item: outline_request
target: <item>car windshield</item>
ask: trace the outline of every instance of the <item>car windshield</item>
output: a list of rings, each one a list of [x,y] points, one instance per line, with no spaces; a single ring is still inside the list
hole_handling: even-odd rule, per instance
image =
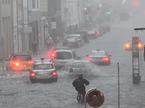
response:
[[[32,60],[32,57],[30,55],[16,55],[13,60],[29,61]]]
[[[74,62],[72,67],[82,68],[85,67],[86,62]]]
[[[72,68],[84,61],[88,68]],[[54,69],[37,76],[38,63]],[[72,85],[75,72],[90,82],[82,104]],[[34,80],[58,81],[32,83],[30,73]],[[105,95],[104,103],[96,91]],[[145,0],[0,0],[0,108],[92,108],[89,104],[145,108]]]
[[[91,56],[106,56],[106,53],[105,52],[92,52],[91,53]]]
[[[33,66],[33,70],[47,70],[47,69],[53,69],[52,64],[35,64]]]
[[[72,59],[71,52],[56,52],[55,59]]]

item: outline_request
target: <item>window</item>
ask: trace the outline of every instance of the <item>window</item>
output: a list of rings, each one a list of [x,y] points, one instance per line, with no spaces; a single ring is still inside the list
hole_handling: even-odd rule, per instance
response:
[[[33,67],[35,70],[47,70],[47,69],[53,69],[52,64],[37,64]]]
[[[36,7],[35,7],[35,0],[32,0],[32,8],[33,8],[33,9],[36,8]]]
[[[29,61],[32,60],[32,57],[30,55],[16,55],[13,60]]]
[[[4,4],[5,3],[5,0],[2,0],[2,4]]]
[[[56,52],[56,59],[72,59],[70,52]]]

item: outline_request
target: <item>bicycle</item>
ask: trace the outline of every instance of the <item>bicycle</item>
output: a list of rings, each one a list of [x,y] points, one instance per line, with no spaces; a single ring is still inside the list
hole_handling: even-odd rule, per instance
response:
[[[78,93],[78,95],[77,95],[77,101],[78,101],[78,103],[84,103],[83,95],[82,94]]]

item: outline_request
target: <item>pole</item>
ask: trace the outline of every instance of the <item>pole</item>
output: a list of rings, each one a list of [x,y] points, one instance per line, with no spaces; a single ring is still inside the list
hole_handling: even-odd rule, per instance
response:
[[[5,64],[5,57],[4,57],[4,46],[2,46],[2,51],[3,51],[3,74],[4,74],[4,68],[5,68],[5,66],[4,66],[4,64]]]
[[[118,108],[120,108],[120,80],[119,80],[119,63],[117,63],[118,66]]]

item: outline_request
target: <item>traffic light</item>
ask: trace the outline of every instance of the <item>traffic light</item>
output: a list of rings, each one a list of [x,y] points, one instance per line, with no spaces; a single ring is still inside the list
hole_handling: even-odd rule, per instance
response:
[[[135,6],[138,6],[138,1],[134,1],[134,5]]]

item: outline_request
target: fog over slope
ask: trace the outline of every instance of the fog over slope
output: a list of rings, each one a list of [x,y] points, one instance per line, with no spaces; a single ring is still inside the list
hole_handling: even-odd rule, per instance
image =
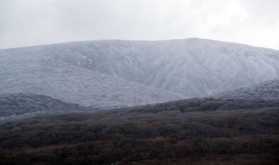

++++++++++++++++++++

Collect every line of the listing that contains the string "windshield".

**Answer to this task:**
target: <item>car windshield</item>
ask: trace the outline of every instance of the <item>car windshield</item>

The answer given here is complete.